Problem details
Write out the records below word for word, from the line containing "Find the pine" through the line containing "[(239, 707)]", with both of those lines included.

━━━ Material provided

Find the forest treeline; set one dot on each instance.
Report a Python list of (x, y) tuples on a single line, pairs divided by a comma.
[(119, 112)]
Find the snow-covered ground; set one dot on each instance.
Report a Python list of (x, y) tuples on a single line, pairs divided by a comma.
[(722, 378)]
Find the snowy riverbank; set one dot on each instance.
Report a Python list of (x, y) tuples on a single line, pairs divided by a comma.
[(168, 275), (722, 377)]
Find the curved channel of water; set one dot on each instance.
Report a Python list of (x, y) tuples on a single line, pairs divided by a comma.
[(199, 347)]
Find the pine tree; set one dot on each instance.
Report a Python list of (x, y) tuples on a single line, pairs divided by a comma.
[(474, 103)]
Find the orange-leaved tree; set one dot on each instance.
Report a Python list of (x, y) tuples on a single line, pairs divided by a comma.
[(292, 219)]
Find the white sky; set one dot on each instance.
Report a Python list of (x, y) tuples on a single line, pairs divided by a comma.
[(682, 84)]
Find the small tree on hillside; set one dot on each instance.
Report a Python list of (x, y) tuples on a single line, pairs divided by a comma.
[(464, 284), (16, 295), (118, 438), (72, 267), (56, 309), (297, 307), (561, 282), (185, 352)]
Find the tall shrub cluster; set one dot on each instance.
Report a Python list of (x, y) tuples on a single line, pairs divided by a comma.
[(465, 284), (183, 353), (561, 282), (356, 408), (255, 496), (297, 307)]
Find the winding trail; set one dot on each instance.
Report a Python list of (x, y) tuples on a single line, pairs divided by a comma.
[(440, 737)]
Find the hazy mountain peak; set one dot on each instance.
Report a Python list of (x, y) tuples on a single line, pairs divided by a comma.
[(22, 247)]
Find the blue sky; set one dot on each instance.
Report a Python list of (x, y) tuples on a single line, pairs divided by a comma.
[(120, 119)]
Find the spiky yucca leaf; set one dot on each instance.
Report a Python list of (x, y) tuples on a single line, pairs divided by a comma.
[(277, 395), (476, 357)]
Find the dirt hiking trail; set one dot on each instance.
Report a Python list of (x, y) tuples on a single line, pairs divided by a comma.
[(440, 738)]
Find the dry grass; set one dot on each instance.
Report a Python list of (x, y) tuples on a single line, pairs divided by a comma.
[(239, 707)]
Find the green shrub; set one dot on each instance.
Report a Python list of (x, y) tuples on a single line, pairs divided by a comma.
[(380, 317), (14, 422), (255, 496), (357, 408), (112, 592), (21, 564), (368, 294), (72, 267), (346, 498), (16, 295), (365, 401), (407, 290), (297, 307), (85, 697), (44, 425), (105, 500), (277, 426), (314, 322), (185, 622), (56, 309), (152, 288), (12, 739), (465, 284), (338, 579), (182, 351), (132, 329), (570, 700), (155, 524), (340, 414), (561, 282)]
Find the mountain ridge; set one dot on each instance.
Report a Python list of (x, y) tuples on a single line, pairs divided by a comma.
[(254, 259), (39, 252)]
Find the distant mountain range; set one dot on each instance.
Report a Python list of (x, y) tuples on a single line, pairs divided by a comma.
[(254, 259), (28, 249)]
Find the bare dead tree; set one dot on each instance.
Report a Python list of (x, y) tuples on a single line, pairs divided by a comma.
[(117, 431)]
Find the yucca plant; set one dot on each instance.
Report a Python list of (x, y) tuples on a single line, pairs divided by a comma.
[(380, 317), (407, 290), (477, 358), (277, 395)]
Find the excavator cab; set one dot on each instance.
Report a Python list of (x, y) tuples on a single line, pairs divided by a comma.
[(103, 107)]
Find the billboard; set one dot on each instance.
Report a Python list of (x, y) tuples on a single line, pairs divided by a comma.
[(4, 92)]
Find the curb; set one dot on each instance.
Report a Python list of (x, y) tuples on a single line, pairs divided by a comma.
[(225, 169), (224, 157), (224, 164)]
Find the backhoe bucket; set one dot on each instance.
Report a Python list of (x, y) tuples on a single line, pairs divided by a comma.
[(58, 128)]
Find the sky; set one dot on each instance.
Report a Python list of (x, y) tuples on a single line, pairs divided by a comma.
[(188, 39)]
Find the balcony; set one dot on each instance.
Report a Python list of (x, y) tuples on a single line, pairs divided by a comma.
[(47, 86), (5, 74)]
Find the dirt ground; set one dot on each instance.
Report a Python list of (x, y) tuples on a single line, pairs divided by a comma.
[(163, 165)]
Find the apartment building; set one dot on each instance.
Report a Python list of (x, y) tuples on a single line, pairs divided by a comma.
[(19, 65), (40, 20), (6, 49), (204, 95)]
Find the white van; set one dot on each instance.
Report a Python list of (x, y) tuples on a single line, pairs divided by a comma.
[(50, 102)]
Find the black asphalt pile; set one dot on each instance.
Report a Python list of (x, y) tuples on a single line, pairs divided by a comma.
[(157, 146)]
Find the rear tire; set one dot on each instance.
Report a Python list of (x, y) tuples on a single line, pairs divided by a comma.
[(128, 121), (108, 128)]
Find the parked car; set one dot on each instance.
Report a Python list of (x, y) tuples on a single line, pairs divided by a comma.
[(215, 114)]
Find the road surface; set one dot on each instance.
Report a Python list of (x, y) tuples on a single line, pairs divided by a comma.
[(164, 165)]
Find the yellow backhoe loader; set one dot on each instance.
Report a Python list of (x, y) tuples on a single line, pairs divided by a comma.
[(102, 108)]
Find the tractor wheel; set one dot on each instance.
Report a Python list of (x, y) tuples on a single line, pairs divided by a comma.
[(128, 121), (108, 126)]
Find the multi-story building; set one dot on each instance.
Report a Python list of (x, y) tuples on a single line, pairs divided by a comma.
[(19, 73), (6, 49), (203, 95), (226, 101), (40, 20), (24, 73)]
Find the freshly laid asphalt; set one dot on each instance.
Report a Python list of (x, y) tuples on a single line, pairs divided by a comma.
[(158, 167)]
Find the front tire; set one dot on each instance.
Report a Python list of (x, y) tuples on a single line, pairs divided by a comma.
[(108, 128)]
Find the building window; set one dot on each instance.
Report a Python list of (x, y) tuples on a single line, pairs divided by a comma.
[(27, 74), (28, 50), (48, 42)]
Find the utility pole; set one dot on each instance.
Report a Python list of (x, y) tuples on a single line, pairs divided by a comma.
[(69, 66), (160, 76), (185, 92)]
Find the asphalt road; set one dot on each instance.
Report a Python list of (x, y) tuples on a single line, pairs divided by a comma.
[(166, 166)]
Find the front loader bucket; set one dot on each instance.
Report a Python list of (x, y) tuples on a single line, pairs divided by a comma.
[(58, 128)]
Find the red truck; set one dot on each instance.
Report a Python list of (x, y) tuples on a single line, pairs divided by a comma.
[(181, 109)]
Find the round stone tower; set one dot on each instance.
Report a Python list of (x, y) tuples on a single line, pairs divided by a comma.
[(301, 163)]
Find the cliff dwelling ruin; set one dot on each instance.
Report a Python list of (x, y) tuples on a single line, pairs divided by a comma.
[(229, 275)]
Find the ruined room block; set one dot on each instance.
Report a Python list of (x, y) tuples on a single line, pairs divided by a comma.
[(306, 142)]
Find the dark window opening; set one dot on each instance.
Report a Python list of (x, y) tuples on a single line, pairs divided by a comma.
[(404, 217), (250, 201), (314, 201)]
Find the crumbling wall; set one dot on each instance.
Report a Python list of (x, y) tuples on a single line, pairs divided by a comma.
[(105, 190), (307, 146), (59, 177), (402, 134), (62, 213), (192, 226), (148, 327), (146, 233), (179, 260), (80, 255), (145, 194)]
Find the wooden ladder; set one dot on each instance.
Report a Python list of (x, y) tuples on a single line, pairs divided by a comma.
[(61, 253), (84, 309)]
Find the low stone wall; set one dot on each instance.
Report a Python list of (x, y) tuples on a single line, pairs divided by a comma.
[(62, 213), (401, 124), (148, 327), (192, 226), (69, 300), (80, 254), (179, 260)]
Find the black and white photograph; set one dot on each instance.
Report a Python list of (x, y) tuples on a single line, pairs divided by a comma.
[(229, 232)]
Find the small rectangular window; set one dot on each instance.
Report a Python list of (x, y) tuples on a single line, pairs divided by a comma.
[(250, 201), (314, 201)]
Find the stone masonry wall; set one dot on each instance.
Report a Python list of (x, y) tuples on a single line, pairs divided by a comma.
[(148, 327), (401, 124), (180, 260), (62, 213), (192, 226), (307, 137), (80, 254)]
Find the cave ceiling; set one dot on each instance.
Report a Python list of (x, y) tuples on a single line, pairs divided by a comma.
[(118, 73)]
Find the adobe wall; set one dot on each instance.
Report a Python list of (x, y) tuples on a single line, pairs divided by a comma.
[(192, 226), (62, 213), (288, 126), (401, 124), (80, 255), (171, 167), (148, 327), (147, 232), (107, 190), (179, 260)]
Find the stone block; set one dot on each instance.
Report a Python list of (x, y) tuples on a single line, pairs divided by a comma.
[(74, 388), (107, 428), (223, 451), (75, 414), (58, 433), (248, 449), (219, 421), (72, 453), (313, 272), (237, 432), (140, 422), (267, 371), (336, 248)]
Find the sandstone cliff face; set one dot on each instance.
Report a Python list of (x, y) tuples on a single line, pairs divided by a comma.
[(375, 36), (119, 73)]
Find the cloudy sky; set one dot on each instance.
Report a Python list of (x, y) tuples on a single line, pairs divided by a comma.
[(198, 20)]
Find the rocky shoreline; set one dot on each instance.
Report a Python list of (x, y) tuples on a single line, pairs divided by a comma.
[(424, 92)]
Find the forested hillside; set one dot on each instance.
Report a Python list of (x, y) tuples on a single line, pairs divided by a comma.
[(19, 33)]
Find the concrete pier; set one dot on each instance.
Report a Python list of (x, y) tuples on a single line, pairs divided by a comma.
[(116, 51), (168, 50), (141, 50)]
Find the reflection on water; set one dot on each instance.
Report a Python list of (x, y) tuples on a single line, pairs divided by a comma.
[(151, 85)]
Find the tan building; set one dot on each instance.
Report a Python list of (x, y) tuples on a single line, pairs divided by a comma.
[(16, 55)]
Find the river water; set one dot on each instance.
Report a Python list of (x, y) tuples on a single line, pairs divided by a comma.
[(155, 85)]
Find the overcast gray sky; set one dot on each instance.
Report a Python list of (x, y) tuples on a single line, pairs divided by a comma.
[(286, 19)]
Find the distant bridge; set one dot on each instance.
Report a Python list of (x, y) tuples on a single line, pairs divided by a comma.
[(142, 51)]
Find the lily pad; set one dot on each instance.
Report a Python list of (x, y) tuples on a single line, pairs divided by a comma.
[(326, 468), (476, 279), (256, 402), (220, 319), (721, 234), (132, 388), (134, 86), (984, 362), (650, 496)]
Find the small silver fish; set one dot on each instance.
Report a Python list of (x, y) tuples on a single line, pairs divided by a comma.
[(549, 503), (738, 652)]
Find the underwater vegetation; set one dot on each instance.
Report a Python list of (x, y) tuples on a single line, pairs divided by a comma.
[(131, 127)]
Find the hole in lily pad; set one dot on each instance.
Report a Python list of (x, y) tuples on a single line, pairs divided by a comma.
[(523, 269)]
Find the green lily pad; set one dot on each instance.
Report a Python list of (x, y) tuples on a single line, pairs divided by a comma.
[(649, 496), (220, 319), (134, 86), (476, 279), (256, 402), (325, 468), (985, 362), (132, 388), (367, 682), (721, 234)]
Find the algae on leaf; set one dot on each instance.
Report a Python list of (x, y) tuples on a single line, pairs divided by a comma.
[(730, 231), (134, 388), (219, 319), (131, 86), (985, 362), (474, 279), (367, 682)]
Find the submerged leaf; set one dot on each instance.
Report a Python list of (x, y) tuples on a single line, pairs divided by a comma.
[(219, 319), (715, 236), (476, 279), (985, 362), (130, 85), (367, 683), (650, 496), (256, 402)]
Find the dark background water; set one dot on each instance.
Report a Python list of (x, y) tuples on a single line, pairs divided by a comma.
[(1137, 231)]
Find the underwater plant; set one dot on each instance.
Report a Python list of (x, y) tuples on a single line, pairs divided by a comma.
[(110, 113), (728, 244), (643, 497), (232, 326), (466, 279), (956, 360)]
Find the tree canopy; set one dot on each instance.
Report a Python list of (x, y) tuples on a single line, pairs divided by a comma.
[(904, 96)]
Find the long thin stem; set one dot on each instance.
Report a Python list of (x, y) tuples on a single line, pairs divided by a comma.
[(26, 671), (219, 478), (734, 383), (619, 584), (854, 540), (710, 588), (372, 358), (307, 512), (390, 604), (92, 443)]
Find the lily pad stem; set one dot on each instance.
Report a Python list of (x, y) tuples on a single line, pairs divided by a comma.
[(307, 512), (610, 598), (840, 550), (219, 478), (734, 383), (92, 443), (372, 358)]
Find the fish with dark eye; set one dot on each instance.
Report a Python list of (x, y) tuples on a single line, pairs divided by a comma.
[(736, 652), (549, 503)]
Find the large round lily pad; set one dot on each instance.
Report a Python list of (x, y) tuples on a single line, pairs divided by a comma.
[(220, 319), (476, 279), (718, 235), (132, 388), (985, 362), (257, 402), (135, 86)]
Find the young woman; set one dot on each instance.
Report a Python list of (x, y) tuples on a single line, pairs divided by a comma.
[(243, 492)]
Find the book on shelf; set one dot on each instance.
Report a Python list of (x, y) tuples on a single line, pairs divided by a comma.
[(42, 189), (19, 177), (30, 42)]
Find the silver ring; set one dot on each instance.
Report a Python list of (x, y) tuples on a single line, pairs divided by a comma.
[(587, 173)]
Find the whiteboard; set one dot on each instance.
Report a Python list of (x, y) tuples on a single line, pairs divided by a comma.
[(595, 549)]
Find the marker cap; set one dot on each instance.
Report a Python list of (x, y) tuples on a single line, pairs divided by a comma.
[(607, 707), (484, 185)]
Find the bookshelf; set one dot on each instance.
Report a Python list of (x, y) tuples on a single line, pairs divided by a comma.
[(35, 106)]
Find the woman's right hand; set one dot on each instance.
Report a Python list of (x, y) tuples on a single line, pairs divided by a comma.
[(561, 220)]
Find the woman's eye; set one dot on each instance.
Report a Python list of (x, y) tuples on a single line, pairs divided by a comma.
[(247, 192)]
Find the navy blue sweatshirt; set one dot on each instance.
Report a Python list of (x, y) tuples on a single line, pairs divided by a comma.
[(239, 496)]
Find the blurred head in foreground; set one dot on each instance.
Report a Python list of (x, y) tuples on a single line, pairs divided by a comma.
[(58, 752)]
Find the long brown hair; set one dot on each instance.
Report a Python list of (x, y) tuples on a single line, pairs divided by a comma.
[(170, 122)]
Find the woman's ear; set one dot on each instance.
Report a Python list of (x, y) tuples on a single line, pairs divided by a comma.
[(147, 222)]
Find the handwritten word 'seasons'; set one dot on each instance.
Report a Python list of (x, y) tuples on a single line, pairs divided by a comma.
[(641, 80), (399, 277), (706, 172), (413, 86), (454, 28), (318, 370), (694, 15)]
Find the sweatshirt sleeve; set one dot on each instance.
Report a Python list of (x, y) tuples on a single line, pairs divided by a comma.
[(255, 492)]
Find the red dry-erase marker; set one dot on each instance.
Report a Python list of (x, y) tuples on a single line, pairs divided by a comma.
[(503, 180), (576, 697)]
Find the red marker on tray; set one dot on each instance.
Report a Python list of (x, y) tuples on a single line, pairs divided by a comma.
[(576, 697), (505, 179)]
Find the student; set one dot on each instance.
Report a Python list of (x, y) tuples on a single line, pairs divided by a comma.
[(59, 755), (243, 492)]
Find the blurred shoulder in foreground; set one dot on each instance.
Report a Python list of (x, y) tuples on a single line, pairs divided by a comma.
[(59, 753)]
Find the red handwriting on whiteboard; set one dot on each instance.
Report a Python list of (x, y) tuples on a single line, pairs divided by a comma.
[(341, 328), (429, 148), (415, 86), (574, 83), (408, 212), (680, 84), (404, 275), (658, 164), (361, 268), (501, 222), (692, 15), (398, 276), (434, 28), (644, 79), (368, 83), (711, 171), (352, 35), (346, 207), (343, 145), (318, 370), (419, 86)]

━━━━━━

Output of the task
Find the pine tree; set one dot on each instance.
Report a Python list of (x, y) tuples on a single line, pairs divided by a comma.
[(474, 103)]
Find the orange-leaved tree; set one dot on each instance.
Report a Python list of (x, y) tuples on a single line, pairs divided by a comma.
[(292, 219)]
Find the white sky; set one dot on each instance.
Report a Python list of (x, y) tuples on a single line, pairs divided by a comma.
[(682, 84)]
Find the small tree on hillside; set one dot on each instance.
Report a Python list of (x, y) tuples on a single line, pairs divided by a comma.
[(464, 284), (16, 295), (118, 438), (72, 267), (56, 309), (297, 307), (561, 282), (185, 352)]
Find the tall shrub cluster; set one dot on each instance.
Report a Python list of (x, y) tuples on a single line, pairs divided by a comma.
[(465, 284), (183, 353), (561, 282), (356, 408), (255, 496), (297, 307)]
Find the winding trail; set one dot on each instance.
Report a Python list of (x, y) tuples on a single line, pairs divided by a comma.
[(440, 737)]
Find the hazy mountain peak; set one dot on each instance.
Report a Python list of (x, y) tuples on a single line, pairs divided by a comma.
[(22, 247)]
Find the blue sky; set one dot on each instance.
Report a Python list of (x, y) tuples on a single line, pairs divided by a comma.
[(120, 119)]
Find the spiky yucca leaf; set one dot on each instance.
Report a Python list of (x, y) tuples on a single line, pairs divided by a comma.
[(277, 395), (476, 357)]
Find the dirt hiking trail; set one dot on each instance.
Report a Python list of (x, y) tuples on a single line, pairs divided by a comma.
[(440, 738)]
Find the dry grass; set one dot on each instance.
Report a Python list of (x, y) tuples on a single line, pairs divided by a comma.
[(239, 707)]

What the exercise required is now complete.